> [Data for the task]
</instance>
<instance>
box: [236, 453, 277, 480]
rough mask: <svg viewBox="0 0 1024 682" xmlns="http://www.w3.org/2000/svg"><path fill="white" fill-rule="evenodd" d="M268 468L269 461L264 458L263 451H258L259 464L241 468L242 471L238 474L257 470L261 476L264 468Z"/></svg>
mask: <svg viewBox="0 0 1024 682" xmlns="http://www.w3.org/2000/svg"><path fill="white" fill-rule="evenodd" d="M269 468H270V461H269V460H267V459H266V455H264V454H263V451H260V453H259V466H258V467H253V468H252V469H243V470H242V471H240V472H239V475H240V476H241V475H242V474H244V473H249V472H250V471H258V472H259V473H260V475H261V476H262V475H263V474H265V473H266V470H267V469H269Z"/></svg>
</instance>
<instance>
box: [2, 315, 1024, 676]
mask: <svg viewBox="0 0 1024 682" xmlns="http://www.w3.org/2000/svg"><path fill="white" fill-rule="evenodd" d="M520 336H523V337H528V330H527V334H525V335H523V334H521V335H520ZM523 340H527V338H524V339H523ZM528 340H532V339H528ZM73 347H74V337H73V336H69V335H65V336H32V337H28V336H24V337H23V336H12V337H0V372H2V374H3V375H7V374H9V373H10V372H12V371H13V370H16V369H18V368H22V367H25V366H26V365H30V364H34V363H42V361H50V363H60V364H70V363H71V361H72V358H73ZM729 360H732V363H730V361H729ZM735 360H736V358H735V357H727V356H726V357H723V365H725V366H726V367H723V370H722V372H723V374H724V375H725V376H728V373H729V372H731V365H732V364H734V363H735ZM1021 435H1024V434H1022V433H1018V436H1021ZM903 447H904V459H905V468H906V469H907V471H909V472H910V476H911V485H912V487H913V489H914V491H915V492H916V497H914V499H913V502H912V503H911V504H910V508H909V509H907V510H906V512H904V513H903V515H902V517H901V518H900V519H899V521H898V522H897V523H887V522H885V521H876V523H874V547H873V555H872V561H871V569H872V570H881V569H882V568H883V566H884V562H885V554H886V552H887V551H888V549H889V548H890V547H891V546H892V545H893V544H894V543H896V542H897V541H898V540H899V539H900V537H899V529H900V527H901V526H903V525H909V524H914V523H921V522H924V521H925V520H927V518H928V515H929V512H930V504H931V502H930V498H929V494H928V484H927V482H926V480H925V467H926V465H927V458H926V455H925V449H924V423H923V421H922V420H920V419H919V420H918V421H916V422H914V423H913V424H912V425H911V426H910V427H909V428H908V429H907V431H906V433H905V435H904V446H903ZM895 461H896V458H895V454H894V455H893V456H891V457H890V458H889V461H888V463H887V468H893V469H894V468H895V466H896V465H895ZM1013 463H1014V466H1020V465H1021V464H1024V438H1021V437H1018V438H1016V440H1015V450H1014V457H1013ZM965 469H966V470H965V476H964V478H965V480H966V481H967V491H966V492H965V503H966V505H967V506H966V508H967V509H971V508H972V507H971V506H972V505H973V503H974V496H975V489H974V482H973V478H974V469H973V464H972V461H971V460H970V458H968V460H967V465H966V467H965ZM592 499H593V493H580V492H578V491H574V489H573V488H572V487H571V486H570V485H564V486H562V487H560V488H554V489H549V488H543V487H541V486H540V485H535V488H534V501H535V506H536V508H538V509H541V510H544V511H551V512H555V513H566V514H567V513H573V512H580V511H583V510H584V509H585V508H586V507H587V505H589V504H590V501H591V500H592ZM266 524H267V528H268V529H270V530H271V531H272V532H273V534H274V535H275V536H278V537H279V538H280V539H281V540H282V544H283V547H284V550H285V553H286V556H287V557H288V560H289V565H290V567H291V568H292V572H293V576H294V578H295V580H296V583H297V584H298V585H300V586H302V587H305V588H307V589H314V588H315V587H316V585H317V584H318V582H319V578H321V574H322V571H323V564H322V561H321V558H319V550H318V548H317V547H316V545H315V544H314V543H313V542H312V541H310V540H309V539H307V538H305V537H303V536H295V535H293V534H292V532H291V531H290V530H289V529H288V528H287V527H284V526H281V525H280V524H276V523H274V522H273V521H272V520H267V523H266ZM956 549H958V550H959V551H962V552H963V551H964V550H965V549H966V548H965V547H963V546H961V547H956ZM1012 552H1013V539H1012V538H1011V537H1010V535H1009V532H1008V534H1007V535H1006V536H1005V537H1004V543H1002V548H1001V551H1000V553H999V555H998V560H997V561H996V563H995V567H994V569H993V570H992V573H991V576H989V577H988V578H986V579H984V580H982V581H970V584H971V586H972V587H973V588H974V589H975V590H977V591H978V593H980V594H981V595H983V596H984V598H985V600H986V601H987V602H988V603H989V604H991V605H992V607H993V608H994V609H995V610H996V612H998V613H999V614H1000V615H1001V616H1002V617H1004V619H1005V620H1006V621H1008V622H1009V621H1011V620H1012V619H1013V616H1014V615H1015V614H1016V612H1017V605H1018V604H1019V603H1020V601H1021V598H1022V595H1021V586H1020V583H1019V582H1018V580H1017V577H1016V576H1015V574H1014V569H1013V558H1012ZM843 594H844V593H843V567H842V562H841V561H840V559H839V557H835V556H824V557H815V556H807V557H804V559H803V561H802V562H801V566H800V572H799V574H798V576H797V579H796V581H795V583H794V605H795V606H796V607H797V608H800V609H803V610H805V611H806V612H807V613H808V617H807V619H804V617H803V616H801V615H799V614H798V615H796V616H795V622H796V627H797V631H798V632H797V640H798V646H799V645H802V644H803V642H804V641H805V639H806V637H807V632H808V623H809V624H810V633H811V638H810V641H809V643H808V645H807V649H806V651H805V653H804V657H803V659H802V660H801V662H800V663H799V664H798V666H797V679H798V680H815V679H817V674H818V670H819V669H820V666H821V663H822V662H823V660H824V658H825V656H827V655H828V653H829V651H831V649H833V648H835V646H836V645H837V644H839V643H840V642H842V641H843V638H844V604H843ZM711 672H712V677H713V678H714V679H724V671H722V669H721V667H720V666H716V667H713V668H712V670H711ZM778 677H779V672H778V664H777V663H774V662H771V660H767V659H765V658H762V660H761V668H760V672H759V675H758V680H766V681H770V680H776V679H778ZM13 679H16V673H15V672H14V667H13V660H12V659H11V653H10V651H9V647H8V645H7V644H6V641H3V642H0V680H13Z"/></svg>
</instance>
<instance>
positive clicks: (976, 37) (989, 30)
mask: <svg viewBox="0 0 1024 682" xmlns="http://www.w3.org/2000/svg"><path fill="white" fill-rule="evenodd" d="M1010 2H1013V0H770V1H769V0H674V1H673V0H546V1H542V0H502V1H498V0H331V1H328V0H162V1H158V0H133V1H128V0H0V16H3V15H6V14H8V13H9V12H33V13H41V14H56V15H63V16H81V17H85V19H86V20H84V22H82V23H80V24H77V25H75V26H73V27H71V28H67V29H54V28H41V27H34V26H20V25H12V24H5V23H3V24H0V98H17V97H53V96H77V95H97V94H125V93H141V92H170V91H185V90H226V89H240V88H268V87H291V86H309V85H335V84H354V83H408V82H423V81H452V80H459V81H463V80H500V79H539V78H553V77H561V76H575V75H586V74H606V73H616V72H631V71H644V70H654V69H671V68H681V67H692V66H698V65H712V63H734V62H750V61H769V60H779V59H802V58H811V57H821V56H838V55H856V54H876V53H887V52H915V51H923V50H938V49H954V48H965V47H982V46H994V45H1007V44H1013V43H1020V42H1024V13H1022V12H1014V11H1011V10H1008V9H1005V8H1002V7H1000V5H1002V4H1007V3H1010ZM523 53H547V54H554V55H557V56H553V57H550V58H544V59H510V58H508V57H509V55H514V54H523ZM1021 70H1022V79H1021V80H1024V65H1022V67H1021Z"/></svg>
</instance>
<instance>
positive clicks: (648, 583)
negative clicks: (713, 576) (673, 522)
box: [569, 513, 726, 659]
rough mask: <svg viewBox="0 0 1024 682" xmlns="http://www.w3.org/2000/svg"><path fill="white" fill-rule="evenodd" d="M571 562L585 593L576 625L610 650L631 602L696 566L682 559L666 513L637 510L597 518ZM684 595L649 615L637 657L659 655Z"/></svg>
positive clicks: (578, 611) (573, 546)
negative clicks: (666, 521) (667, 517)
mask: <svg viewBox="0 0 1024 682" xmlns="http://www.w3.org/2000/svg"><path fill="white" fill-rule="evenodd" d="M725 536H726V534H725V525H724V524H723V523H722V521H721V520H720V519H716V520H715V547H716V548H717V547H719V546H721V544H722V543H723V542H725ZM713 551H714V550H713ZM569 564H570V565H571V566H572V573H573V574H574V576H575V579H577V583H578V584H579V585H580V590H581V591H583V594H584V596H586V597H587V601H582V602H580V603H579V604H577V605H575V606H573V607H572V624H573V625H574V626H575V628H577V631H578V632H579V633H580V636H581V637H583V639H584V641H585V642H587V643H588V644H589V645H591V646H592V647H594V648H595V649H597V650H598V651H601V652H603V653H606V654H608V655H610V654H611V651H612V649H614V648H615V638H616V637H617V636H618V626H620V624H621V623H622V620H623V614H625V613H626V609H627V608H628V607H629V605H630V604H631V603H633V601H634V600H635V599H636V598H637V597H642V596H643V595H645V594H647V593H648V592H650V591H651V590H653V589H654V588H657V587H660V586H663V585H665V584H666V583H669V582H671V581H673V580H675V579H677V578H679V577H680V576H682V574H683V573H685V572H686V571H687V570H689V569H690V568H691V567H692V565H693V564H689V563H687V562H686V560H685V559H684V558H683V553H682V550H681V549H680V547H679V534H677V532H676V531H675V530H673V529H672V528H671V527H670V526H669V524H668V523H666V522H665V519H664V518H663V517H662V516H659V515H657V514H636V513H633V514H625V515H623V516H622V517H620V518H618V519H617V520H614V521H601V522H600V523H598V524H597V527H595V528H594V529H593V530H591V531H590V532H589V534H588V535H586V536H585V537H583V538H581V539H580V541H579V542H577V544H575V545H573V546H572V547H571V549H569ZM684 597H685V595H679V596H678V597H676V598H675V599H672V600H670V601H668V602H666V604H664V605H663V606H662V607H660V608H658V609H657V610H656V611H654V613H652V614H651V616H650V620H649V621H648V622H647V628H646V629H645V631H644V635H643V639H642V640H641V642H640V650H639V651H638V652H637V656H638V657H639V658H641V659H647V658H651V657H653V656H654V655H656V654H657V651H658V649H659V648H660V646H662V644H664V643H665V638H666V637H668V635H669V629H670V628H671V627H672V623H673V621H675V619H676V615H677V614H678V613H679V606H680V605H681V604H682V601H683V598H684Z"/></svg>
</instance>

---

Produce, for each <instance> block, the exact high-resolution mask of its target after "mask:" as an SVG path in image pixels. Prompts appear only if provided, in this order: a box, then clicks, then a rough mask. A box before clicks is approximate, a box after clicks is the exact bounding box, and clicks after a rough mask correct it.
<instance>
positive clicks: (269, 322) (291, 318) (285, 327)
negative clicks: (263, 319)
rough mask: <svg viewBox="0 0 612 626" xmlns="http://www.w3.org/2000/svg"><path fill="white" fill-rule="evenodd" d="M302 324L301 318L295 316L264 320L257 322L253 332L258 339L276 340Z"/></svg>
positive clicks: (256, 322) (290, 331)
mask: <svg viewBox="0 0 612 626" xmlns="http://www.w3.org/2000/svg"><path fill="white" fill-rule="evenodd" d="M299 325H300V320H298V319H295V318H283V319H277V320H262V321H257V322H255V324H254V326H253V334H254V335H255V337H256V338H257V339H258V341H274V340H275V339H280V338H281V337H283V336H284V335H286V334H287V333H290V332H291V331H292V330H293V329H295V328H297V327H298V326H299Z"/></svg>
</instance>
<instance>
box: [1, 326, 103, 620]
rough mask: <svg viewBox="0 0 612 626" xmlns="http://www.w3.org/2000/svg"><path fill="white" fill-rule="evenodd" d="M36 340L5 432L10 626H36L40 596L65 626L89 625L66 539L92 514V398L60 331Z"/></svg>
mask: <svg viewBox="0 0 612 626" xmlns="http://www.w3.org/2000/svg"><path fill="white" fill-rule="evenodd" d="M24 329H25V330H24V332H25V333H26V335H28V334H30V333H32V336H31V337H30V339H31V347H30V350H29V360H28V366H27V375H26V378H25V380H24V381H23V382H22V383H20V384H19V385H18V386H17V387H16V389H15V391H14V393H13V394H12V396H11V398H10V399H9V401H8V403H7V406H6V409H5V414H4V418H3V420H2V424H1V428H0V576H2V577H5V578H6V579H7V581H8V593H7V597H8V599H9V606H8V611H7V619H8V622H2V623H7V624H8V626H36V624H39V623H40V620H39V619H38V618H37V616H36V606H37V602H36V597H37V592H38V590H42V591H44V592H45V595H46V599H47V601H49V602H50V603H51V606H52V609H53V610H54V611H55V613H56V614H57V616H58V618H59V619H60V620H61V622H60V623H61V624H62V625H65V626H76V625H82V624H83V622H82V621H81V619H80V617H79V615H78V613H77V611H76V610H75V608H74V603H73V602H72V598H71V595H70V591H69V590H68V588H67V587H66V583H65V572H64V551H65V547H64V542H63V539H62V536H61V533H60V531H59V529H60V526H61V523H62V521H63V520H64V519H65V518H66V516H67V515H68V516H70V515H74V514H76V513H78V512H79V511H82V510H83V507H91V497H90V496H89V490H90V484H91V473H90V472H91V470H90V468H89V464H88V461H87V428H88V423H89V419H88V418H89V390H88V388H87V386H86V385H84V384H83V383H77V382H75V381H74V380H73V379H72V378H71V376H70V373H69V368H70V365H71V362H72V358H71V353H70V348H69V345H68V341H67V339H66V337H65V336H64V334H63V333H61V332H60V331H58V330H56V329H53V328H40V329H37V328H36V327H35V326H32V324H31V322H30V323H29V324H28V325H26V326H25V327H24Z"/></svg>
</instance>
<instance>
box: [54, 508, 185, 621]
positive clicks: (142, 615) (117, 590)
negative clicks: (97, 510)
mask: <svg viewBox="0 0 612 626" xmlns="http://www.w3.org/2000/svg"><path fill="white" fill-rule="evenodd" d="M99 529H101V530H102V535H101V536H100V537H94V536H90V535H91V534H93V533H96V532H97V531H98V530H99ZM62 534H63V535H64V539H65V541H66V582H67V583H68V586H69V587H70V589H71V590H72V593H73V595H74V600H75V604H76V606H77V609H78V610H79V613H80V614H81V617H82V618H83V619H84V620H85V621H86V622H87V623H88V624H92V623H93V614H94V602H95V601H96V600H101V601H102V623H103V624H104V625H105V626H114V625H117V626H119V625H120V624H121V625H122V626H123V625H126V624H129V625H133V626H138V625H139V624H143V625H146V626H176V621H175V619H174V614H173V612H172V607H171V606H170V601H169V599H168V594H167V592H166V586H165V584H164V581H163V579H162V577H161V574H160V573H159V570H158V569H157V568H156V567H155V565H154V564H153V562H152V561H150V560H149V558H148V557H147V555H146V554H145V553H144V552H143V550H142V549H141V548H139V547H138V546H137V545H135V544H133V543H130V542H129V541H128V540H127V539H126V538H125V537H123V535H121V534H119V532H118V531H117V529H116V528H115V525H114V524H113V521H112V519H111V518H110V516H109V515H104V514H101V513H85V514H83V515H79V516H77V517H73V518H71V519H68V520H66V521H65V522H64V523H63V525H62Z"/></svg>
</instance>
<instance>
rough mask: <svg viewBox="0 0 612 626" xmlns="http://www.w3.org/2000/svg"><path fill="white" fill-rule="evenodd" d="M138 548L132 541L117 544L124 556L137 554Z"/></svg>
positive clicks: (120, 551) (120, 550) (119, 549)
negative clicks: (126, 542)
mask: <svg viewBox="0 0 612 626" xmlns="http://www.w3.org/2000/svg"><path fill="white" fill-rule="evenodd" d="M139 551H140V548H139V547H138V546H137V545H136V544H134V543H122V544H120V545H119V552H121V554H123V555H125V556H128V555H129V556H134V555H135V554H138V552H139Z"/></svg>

> [Work task] Reproduce, character for character, only the lines of the preceding data that start at the line with "548L132 541L117 544L124" and end at the line with "positive clicks: (120, 551)", both included.

> [The completed task]
rough mask: <svg viewBox="0 0 612 626" xmlns="http://www.w3.org/2000/svg"><path fill="white" fill-rule="evenodd" d="M138 548L132 541L117 544L124 556L137 554Z"/></svg>
positive clicks: (120, 551) (120, 550) (119, 549)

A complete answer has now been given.